_Requirement_. Rewrite the entries as a two-column CSV with the headers entry_text and answer, starting at the first entry and ending at the one whose answer line contains "<point>341,336</point>". Each entry gets one row: put its full text in one quoted field and its answer in the other, with line breaks in both turned into spaces.

Lines of data:
* * * * *
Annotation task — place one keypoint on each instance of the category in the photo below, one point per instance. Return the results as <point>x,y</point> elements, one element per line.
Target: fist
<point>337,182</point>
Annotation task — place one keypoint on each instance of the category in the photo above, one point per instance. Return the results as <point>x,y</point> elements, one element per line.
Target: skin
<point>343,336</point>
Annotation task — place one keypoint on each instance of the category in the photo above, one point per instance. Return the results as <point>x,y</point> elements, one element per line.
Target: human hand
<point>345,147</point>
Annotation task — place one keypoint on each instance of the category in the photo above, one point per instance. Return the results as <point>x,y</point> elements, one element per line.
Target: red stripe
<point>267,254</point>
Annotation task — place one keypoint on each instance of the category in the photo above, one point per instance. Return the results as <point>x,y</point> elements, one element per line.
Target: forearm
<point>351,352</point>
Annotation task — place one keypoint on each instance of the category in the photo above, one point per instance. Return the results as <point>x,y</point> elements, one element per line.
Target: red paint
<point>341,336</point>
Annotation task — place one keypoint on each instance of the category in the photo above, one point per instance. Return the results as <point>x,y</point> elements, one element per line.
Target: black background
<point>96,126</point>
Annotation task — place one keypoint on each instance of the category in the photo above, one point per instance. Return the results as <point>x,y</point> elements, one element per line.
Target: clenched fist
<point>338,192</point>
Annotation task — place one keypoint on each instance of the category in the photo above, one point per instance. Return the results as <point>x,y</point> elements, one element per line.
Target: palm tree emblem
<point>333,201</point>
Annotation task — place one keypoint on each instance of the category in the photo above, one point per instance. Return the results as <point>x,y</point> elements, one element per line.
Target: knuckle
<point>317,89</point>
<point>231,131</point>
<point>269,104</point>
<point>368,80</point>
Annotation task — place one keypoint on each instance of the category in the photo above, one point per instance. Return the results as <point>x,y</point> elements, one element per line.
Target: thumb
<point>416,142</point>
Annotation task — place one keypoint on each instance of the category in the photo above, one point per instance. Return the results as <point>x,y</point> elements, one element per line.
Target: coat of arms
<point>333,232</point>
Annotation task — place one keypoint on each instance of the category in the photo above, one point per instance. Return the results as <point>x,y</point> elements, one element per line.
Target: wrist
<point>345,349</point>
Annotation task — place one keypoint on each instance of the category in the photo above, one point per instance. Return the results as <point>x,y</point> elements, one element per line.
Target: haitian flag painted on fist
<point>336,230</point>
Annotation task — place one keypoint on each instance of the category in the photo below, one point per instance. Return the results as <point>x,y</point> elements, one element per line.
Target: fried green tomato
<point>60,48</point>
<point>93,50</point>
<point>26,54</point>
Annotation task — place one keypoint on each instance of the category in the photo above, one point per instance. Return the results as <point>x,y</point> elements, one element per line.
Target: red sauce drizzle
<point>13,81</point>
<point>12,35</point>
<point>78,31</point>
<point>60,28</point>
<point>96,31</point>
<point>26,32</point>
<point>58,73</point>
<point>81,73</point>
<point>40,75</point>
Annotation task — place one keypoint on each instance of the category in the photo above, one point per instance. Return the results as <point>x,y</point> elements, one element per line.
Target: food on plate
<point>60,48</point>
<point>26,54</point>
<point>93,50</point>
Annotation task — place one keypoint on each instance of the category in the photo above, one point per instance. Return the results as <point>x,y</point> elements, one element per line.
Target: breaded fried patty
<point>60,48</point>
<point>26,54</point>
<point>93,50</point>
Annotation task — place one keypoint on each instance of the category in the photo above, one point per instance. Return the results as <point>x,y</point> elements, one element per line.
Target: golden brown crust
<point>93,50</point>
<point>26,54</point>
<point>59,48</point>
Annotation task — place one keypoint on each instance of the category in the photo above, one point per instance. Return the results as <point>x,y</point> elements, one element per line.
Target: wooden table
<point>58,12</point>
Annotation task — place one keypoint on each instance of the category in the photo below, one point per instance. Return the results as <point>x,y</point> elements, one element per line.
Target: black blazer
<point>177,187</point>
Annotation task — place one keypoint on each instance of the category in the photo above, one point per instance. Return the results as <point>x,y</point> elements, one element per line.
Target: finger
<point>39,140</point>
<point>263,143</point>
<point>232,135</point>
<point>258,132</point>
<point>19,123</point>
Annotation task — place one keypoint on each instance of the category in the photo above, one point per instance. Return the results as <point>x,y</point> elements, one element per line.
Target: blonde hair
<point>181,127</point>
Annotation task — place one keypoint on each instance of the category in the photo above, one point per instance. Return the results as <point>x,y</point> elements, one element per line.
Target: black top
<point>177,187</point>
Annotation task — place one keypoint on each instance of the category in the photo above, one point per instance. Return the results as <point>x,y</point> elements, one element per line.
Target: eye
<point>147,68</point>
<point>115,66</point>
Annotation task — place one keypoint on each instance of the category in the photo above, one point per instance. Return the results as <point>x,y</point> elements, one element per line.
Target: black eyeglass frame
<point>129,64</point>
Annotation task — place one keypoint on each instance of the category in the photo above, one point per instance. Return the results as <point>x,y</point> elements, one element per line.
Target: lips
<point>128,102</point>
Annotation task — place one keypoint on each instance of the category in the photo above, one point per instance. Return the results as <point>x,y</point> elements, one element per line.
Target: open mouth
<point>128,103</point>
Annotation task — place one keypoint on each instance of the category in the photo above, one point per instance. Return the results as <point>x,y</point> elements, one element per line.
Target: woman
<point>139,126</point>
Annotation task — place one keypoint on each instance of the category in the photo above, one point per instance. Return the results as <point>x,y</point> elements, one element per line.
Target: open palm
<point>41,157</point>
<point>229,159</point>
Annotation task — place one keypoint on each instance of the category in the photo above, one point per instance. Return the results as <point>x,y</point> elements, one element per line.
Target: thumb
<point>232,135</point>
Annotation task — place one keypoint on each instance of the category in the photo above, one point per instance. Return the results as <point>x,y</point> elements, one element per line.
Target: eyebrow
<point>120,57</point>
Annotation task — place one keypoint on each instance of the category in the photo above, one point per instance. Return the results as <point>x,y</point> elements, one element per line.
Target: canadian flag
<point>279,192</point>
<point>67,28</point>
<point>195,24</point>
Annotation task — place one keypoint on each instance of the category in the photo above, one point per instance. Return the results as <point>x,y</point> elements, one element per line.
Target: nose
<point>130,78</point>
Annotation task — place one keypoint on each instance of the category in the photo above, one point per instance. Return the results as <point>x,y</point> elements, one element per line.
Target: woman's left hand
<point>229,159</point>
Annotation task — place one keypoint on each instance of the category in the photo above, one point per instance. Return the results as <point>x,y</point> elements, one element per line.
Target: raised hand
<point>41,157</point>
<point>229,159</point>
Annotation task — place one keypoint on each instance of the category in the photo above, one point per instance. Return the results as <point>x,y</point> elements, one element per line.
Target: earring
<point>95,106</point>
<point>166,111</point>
* * * * *
_Task result_.
entry_text,answer
"Annotation task — place one keypoint on each instance of the category in the photo below, one point per instance. Return the results as <point>x,y</point> elements, one element per line. Target: fist","<point>337,182</point>"
"Annotation task — place one keypoint on each instance of the category in the photo above, one point per instance. Return the results as <point>x,y</point> elements, one element per line. Target: skin","<point>343,336</point>"
"Annotation task — place one keypoint on each instance of the category in the photo above, one point per instance. Return the results as <point>x,y</point> elements, one element per line. Target: human hand","<point>345,147</point>"
"Annotation task — place one keypoint on each instance of the category in the photo above, one point per instance. Return the results as <point>x,y</point> elements, one element per line. Target: red stripe","<point>267,254</point>"
"Annotation task — place one keypoint on each instance of the category in the photo above, one point per instance. Return the results as <point>x,y</point> elements, one element per line. Target: forearm","<point>351,352</point>"
"Annotation task — place one keypoint on each instance of the category in the photo above, one point per instance. Return the results as <point>x,y</point> elements, one element per line. Target: red paint","<point>341,336</point>"